== Source document ==
◇ ◇ ◇ ◇ ◇ ◇ ◇

For assumption #2 to hold, we need to believe that people without ILI were not avoiding hospitals, when people were scared of contracting COVID, and, in NYC, some hospitals were overflowing with COVID patients. Similarly, because the news was covering a global pandemic with flu-like symptoms, I think it is more reasonable to believe people with ILI were more likely to seek medical care. For these reasons, I don't believe assumption #2 holds. 

As the paper explains, both a belief that those with mild ILI symptoms are more likely to seek medical care, and a belief that those without ILI symptoms are less likely to seek medical care, leads to the estimates presented being over-estimates of the true COVID rate. We already have two paths to viewing the work as an over-estimate by the logic helpfully laid out by the authors. 

Further, to scale up the estimates from the health care providers that report ILI symptoms to the CDC to the general population, the study uses the following equation:

w = 5*p*m*\lambda*b/10000

where w is the per-state weighting factor, 5 is for the number of days in the week, p is the state's population, m=20.2 is the average number of patients seen by a physician in a day, \lambda=0.55 is a discount factor based on previous research, b is the number of physicians per 10,000 people in a state, and the 10000 scales b to be relevant to the rest of the equation.  Changes to any of these numbers will make a proportional change to the estimated prevalence of COVID; e.g. if physicians average 18 patients per day rather than 20.2, the estimated number of people with COVID is decreased by about 10%.

◇ ◇ ◇ ◇ ◇ ◇ ◇

== Activity list ==
a - Answer these from the COVID estimate critique:
(i) What does the author conclude about assumption #2?
(ii) What value does the equation assign to m, and what does m stand for?
(iii) If physicians averaged 18 patients per day instead of 20.2, by about how much would the estimated number of people with COVID decrease?
b - Write a continuation of the COVID estimate critique, beginning after its final sentence.
The items have no connection to the COVID estimate critique and can be ignored.

== Dataset ==

◇ ◇ ◇ ◇ ◇ ◇ ◇

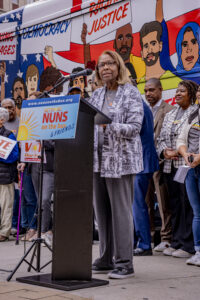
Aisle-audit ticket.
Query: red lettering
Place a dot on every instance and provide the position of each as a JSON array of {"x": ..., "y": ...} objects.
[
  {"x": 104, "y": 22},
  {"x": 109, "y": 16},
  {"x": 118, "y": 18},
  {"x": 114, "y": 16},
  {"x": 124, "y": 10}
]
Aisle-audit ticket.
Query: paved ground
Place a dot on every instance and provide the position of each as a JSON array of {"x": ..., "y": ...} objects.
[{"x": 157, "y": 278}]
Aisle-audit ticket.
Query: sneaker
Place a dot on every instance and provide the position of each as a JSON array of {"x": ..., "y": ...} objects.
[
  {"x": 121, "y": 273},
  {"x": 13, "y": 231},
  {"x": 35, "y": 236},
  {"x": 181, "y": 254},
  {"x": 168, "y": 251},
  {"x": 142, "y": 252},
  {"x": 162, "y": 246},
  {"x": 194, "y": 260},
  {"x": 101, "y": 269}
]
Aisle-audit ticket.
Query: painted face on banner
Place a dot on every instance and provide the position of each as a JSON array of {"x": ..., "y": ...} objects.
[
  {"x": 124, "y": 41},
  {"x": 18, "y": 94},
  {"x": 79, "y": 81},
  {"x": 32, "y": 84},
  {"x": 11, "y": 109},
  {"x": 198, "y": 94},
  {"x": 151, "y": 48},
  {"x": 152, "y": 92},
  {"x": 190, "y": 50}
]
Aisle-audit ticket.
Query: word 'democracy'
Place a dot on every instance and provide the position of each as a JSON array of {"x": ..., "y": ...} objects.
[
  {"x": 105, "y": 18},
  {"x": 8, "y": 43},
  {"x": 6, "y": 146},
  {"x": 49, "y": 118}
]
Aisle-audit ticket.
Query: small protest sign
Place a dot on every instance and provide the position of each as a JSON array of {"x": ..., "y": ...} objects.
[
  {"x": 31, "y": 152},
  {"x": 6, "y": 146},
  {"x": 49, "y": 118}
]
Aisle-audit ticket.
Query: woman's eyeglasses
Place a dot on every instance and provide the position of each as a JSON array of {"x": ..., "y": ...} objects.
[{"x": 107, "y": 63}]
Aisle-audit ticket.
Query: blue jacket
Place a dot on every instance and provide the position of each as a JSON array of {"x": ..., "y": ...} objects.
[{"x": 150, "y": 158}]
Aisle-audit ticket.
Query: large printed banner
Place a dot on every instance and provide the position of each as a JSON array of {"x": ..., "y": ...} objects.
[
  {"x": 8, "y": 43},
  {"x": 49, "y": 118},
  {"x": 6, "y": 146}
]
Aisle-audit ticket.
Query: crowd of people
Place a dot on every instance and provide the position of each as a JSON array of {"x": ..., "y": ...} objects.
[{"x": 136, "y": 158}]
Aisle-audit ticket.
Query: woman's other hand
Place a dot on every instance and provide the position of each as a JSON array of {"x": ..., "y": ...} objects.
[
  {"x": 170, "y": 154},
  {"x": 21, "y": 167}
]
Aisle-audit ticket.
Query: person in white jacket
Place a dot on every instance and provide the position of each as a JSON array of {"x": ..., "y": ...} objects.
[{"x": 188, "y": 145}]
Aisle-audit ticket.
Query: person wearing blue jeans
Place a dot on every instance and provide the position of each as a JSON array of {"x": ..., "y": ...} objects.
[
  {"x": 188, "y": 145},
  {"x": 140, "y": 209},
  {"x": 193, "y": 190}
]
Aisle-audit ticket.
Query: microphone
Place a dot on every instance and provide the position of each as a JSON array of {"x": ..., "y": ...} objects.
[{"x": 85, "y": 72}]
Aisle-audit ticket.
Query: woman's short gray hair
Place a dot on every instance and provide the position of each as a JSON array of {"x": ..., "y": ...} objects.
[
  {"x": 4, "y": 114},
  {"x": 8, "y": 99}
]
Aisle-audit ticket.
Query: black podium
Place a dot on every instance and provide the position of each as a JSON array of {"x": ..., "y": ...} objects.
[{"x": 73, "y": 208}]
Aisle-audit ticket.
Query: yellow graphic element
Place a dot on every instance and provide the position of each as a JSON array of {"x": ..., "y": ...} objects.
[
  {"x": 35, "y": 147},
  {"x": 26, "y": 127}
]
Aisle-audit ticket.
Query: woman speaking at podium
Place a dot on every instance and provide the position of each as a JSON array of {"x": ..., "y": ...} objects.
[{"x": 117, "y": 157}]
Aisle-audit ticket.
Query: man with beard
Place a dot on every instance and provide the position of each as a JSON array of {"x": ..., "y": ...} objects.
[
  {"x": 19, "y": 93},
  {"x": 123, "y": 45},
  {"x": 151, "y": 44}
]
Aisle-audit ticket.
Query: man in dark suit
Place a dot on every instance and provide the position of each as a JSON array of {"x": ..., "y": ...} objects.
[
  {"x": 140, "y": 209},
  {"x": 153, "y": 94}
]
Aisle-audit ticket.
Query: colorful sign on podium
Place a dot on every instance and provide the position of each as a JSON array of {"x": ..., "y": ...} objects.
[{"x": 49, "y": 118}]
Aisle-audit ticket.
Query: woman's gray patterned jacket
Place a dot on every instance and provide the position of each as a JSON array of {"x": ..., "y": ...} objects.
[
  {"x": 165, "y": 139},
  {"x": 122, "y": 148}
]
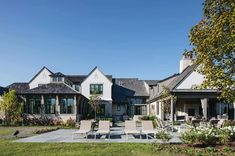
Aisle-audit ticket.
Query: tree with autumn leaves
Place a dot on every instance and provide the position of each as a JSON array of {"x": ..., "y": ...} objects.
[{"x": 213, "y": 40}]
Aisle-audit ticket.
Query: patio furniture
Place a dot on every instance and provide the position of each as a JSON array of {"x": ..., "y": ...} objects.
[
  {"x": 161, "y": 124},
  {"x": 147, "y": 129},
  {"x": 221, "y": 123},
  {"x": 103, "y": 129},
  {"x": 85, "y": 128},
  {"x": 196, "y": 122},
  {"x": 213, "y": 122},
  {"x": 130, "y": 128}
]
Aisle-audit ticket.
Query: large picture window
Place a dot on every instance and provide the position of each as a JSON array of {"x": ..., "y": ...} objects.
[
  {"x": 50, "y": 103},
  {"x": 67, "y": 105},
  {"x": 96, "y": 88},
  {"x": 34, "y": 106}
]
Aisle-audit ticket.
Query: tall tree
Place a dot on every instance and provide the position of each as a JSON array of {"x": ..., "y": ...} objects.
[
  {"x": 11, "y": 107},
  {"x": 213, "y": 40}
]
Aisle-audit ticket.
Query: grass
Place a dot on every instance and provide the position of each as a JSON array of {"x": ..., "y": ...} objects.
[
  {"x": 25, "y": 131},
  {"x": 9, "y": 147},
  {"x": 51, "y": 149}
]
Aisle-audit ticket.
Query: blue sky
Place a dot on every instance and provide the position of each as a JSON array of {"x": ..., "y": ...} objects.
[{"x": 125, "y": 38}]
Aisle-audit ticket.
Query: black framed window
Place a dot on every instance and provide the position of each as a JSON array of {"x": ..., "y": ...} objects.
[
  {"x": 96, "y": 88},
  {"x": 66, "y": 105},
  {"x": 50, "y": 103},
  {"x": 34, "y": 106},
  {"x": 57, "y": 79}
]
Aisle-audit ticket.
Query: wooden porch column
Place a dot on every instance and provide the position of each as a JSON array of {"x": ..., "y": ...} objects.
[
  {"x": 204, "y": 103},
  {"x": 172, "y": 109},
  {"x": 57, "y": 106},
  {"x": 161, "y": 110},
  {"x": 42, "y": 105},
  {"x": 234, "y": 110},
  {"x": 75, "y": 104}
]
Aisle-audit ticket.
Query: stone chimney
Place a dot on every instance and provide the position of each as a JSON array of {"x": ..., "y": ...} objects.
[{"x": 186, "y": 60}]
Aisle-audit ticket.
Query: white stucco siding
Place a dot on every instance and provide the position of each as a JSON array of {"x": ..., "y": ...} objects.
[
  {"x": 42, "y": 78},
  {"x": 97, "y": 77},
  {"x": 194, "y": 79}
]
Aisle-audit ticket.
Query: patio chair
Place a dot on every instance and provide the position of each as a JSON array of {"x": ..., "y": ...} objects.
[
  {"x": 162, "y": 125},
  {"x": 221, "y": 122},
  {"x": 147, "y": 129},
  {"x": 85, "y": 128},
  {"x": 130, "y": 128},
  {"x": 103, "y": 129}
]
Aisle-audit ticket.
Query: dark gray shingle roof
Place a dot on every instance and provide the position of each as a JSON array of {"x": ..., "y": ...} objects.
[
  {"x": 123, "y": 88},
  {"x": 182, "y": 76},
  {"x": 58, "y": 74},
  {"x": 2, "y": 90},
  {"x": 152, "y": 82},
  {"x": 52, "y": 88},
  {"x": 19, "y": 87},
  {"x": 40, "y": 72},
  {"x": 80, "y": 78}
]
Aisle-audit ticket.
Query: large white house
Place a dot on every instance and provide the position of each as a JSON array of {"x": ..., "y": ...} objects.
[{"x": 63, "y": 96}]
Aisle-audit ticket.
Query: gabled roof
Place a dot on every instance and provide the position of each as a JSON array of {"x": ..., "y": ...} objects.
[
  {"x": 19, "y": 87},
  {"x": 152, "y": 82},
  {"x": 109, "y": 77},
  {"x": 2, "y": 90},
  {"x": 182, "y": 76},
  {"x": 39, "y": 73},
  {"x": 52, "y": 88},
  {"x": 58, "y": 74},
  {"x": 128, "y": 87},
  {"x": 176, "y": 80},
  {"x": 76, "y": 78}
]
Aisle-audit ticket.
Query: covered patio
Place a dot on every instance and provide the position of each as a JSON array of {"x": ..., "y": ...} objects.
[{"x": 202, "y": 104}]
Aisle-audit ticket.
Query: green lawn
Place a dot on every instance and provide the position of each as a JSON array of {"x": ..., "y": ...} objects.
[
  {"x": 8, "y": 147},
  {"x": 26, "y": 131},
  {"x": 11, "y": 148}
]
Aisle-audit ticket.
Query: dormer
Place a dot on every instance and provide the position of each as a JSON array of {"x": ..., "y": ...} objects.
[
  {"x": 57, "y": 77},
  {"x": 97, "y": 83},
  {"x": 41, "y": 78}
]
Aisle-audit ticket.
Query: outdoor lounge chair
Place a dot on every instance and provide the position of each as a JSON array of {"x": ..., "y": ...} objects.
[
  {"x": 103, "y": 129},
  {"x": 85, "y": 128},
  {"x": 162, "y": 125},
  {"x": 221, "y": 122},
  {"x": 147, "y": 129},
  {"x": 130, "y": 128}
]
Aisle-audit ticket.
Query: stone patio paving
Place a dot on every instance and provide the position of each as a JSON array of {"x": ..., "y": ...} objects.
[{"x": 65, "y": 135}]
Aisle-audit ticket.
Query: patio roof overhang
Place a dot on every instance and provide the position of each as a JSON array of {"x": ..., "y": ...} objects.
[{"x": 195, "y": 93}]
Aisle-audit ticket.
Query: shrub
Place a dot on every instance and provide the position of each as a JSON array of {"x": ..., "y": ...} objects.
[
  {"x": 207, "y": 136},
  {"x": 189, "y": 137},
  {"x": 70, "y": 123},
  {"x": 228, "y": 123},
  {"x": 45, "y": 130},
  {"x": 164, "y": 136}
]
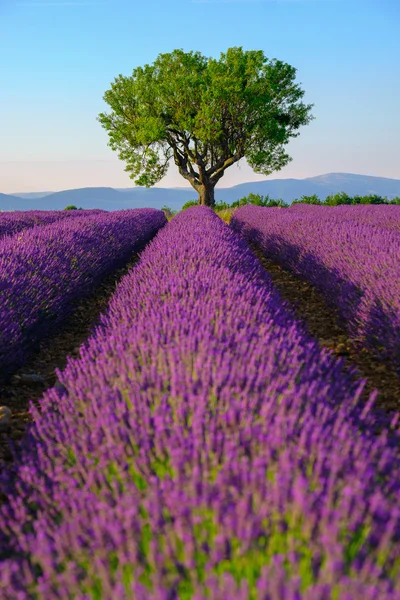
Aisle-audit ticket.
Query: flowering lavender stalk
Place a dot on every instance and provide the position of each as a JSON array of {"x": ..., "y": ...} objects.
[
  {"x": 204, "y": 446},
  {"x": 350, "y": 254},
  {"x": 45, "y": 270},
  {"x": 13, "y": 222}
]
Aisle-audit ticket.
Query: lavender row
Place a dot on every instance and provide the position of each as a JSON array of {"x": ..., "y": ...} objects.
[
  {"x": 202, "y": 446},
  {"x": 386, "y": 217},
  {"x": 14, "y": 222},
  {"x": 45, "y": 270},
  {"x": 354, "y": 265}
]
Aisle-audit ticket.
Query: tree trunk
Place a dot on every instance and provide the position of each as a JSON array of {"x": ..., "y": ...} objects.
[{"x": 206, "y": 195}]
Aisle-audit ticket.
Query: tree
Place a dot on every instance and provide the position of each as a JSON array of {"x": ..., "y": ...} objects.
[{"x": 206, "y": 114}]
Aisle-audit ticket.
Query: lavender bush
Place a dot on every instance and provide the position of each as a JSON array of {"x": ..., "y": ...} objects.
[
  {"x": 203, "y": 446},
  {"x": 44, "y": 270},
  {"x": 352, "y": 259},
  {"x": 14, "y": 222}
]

◇ ◇ ◇ ◇ ◇ ◇ ◇

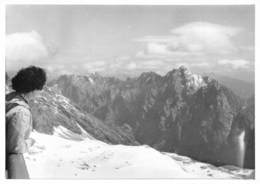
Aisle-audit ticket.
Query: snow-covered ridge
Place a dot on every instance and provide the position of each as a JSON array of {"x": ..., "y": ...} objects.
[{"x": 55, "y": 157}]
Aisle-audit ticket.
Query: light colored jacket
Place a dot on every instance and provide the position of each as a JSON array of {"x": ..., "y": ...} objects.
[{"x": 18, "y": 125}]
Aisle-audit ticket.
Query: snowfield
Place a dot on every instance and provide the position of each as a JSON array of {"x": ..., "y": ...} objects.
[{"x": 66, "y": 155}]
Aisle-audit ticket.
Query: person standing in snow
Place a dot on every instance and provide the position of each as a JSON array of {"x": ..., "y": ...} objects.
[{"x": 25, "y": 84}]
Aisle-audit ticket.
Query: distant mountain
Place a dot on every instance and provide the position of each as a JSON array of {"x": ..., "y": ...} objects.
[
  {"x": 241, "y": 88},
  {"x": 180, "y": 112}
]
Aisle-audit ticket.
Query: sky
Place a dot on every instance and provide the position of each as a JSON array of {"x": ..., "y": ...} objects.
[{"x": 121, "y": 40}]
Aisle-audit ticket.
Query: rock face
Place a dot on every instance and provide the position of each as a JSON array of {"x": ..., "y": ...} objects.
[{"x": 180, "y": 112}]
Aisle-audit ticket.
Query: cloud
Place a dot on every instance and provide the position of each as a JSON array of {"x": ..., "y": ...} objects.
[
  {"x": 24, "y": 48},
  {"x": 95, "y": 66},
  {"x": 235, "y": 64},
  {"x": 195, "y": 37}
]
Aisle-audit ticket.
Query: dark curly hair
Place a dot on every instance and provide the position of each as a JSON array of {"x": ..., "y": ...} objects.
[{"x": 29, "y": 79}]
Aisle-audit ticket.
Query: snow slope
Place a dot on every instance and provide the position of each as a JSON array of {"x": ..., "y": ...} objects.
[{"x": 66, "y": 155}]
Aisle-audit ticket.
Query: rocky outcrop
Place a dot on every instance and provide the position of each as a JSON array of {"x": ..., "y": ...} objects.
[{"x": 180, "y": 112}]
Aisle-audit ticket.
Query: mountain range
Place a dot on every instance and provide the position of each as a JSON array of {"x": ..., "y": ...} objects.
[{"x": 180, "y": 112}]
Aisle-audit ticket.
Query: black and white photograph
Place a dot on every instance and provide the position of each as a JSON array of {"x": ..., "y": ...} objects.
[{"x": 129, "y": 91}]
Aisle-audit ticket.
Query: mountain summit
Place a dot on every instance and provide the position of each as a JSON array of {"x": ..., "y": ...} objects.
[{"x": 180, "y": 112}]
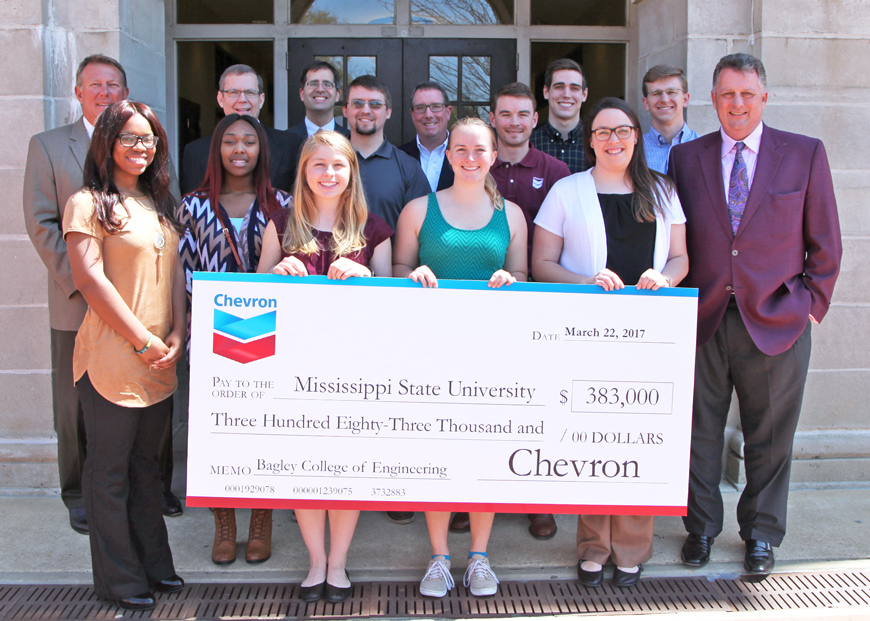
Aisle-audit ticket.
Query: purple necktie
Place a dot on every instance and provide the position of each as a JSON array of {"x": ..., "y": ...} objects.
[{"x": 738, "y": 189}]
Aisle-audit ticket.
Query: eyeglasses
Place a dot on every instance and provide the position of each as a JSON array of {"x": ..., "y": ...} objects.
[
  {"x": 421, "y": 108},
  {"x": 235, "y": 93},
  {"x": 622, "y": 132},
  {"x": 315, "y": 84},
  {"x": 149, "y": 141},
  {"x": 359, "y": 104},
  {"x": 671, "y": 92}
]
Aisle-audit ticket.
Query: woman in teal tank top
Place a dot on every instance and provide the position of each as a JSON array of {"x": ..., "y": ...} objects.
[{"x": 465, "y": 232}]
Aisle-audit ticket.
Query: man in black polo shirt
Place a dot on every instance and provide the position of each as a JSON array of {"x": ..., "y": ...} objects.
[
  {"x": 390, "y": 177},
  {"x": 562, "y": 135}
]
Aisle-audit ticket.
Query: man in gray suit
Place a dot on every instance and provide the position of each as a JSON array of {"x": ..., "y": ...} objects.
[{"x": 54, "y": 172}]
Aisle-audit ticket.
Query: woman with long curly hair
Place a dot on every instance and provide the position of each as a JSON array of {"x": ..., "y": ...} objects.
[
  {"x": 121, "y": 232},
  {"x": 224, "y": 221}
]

◇ ◇ ◇ ◇ ◇ ◇ ◇

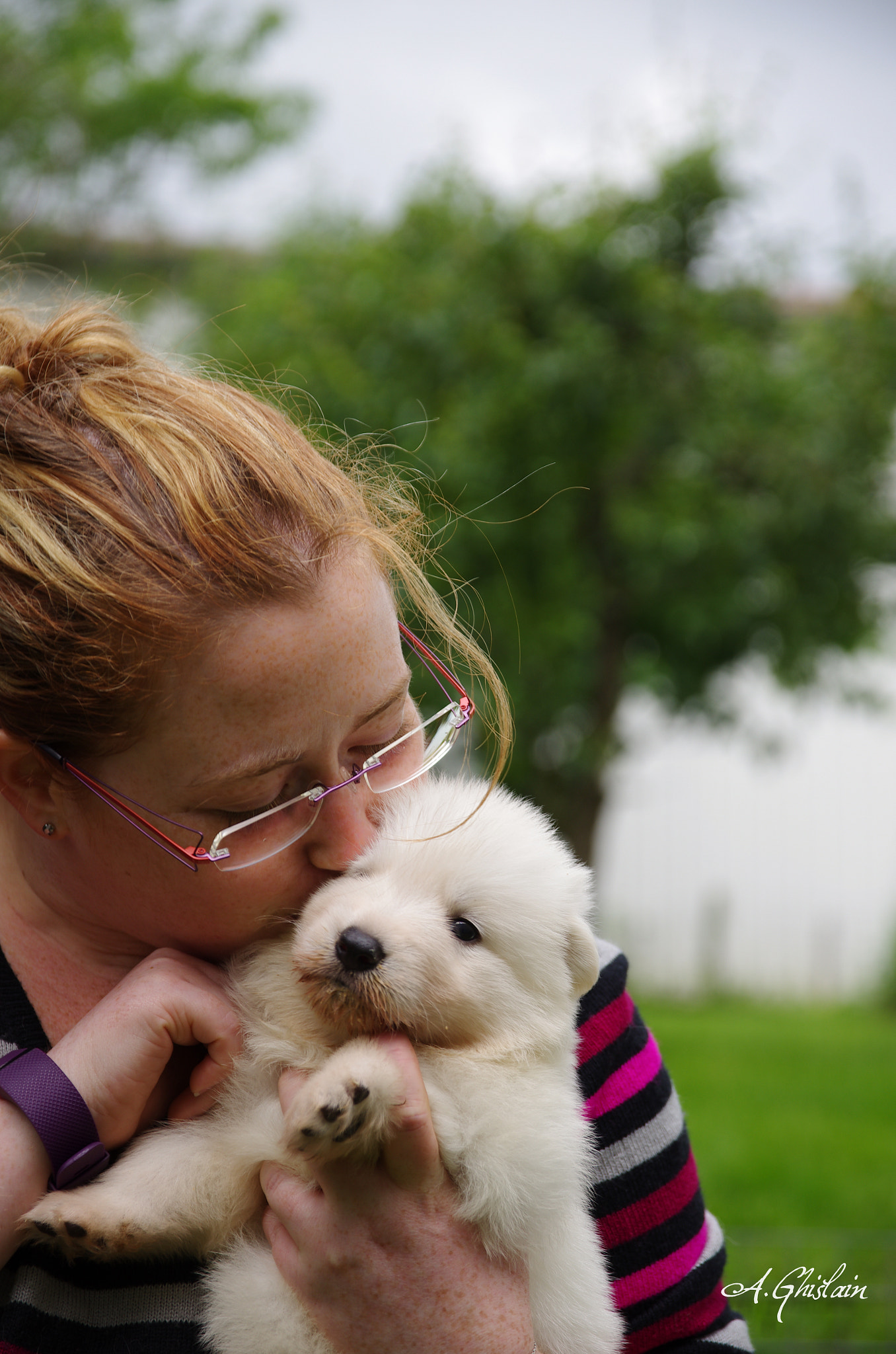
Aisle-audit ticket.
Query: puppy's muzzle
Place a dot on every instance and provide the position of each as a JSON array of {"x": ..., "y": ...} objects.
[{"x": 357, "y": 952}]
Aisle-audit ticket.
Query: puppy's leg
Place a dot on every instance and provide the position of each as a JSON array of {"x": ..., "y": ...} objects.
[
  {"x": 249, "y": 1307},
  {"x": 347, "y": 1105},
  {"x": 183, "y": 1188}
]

◇ ◇ ◇ ◇ ◇ ◇ ◇

== Task-by-task results ==
a -
(i) The author does not believe assumption #2 holds.
(ii) m = 20.2, the average number of patients a physician sees in a day.
(iii) By about 10%.

b -
Finally, not all people with COVID seek medical help. The study increases its estimate to account for this, based on what was observed on the Diamond Princess cruise ship. This final factor increases the estimate from 2.8 million patients seeking medical care to 8.7 million infected Americans at the end of March.

The study cites supporting evidence. In April, New York State estimated that it had a 14% infection rate; 12.5% of those tested had antibodies, and given the estimated properties of the test, this led to a conclusion that 14% of the people sampled had COVID antibodies. There are two issues with this study. The first is that it was a convenience sample of people shopping at grocery stores. This would be equivalent to asking people at grocery stores to fill out secret sample ballots for how they want to vote in an upcoming election and using this to forecast the election. The other is that they assumed the test was very reliable; I recall that back in April there were issues of the reliability of most COVID tests. This may not have been an issue, but I'm suspicious about how high performing they reported their test was.

I think the authors of the Penn State study did an excellent job trying to get value out of an existing database. While I believe they greatly under-reported the uncertainty of their analysis by not having distributions on a lot of their assumptions, they communicated their assumptions and the sensitivity of their conclusions clearly within the scientific community. Moreover, they make a number of testable predictions, and encourage these tests to be run. The University press release drops most of the details, as press releases tend to. The headline number of 8.7 million infections is then picked up by other outlets. Journalists and bloggers then helpfully add their own analysis to this 8.7 million number, without going back to the original source and understanding the assumptions behind it.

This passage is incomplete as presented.